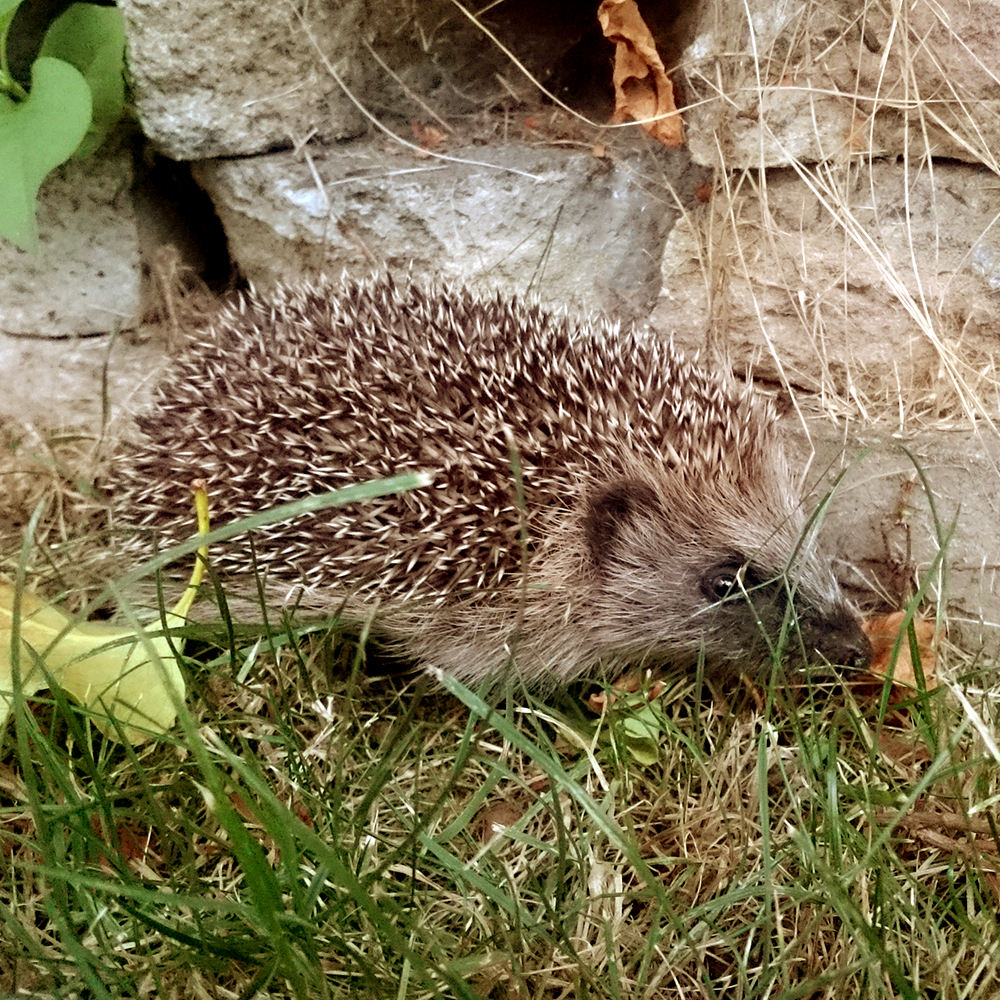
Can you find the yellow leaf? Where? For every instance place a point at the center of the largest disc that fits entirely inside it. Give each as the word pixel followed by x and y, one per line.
pixel 131 678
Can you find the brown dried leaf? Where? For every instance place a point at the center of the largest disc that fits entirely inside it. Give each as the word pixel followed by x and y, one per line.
pixel 643 90
pixel 882 632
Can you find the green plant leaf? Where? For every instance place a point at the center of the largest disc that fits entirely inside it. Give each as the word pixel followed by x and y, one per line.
pixel 92 39
pixel 8 85
pixel 35 137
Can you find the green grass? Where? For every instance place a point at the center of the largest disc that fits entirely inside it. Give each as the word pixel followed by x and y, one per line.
pixel 306 832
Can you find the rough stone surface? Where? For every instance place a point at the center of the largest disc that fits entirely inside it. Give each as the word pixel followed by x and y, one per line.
pixel 85 279
pixel 576 229
pixel 850 278
pixel 813 82
pixel 64 384
pixel 236 77
pixel 889 539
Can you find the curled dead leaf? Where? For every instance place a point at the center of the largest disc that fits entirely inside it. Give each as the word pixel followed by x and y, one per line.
pixel 643 90
pixel 883 631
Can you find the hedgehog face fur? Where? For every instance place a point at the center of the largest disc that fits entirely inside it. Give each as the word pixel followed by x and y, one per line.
pixel 662 523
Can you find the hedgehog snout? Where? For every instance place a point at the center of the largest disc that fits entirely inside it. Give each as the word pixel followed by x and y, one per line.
pixel 836 636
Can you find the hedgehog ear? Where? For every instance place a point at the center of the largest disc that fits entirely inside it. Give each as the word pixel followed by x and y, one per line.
pixel 621 503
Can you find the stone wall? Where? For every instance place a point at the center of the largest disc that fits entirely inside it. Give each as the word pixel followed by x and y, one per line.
pixel 828 227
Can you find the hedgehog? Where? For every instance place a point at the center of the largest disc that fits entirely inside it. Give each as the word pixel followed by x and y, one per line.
pixel 596 501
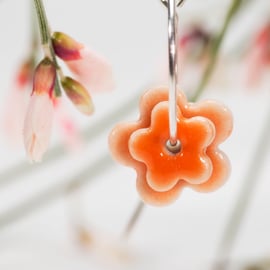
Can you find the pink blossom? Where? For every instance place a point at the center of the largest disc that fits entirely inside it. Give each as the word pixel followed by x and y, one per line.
pixel 91 69
pixel 68 126
pixel 38 125
pixel 16 103
pixel 38 120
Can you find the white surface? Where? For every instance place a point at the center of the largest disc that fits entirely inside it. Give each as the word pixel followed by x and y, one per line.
pixel 132 35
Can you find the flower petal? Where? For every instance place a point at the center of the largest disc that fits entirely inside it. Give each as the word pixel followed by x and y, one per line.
pixel 37 126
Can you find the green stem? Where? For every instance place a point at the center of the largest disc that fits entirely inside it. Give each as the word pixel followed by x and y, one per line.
pixel 43 22
pixel 46 39
pixel 235 6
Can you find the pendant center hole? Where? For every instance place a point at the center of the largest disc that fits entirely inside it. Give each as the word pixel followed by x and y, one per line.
pixel 173 148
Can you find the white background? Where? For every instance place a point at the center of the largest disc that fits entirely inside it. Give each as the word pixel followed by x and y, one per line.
pixel 185 235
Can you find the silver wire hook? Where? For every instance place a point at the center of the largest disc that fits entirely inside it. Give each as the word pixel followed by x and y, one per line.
pixel 172 52
pixel 179 2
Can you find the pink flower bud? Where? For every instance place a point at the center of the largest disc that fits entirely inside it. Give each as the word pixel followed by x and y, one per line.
pixel 90 68
pixel 44 77
pixel 24 74
pixel 66 47
pixel 78 95
pixel 38 120
pixel 37 126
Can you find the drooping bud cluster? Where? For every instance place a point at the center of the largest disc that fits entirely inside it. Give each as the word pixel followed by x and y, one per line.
pixel 92 72
pixel 91 69
pixel 38 120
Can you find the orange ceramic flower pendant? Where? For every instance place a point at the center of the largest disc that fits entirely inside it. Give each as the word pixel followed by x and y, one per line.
pixel 197 163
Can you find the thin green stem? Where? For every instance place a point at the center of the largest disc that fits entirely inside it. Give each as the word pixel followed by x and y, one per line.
pixel 215 49
pixel 46 39
pixel 43 22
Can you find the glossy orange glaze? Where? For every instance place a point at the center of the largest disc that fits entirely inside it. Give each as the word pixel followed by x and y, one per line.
pixel 164 169
pixel 202 127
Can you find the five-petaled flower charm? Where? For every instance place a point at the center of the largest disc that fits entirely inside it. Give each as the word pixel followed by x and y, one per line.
pixel 161 173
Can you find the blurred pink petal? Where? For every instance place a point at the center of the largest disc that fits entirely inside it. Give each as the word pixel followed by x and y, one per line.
pixel 91 69
pixel 258 58
pixel 68 126
pixel 37 126
pixel 38 120
pixel 14 113
pixel 16 103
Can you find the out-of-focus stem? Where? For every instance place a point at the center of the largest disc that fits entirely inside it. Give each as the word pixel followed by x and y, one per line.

§ EXERCISE DESCRIPTION:
Quote the rows above verbatim, from the line with "Can you find the silver" up to and including the line with "pixel 179 2".

§ FINAL ANSWER:
Can you find the silver wire hook? Where? For every instance place a point at the center of the largest disc that fits entirely inside it. Give each as the word pixel followed by x and y, one per line.
pixel 172 52
pixel 179 2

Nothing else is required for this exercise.